Minutes of the prior meeting were approved without amendment.

The Chair thanked Mike Asimow, Chris Franklin, and Kellie Ann Moore, the Los Angeles Committee, and introduced our new Section Administrator Leanne Pfautz and our new Meetings/Membership Coordinator, Cindy Burns.

The Chair-Elect announced that he hoped to make appointments of committee chairs within the next month. There will be a meeting of committee chairs at the spring meeting in St. Pete.

The Vice Chair sought suggestions for the location for the spring 2001 meeting. That year, the annual meeting, will be in Chicago, and the winter meeting in San Diego.

Peter Strauss reported on the first action item, the Section's plain language recommendation, distributing a revised shorter version at the meeting. The stakes for the bar are whether the results to government of moving in this direction will shift control from lawyers to program people. The President and Vice-President are putting significant efforts behind this initiative. Strauss particularly commended the SEC's efforts to write prospectuses in a more understandable manner, and DOT's more user-friendly formatting of new hazmat regulations in the Federal Register. An on-line site, http://plainlanguage.gov, gives updates on such efforts.

Ernie Gellhorn made a motion, duly seconded, to vote in principle to adopt the plain language recommendation, so long as Strauss was willing to consider friendly editorial comments. Strauss accepted. Young commended the hard work reflected in the report, and suggested sending the recommendation to the committee on style. The motion was adopted unanimously.

Strauss then reported on the second action item, the Section's draft risk assessment recommendation, now being returned to the Council after previous discussion as a thoroughly reworked "consensus" draft. SONREEL will co-sponsor the recommendation if the Council accepts it. Tom Susman complimented Strauss as a model of how to build consensus from chaos, and expressed support for the view that there should be a presumption for risk assessment in consequential rules in a full-blown way. A motion to approve the recommendation was moved and seconded.

A full-blown debate on the recommendation ensued, including such suggestions as the pros and cons of drafting a better definition of risk assessment; taking more of a stance for risk assessment; including or explaining more of a range of risks or risk comparisons, identifying potential opponents of risk assessment and their biases; and including cost factors. Ken Warren of SONREEL suggested revisions supporting SONREEL's perspective that, while regulatory agencies should be encouraged to do risk assessments, there should not be a universal mandate that cuts across all statutes. Bill Rousch suggested that the Council was not in a position to judge the best mechanism or methodology for a particular risk assessment. Strauss would not agree to include cost descriptions, since a cost-benefit analysis is a differnet endeavor.

Gellhorn proposed a motion, duly seconded, that risk assessments "should be undertaken before any significant agency rule is proposed, modified, or eliminated unless the agency has good cause not to do so." The motion did not carry. Judge Williams and Ray abstained.

> REQUEST
Answer these questions from the meeting minutes above:
1. Where will the winter meeting be held in 2001?
2. Who moved to adopt the plain language recommendation in principle?
3. Who will co-sponsor the risk assessment recommendation if the Council accepts it?

> AVAILABLE DATA
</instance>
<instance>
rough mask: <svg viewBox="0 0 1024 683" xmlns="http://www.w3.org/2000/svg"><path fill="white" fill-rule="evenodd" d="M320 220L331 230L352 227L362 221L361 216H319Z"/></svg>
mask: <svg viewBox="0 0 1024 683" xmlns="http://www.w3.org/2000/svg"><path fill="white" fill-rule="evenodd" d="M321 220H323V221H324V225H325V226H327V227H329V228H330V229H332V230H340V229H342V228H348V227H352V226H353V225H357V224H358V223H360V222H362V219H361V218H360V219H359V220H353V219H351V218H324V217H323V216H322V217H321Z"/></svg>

> WRITTEN SOLUTION
1. San Diego
2. Ernie Gellhorn
3. SONREEL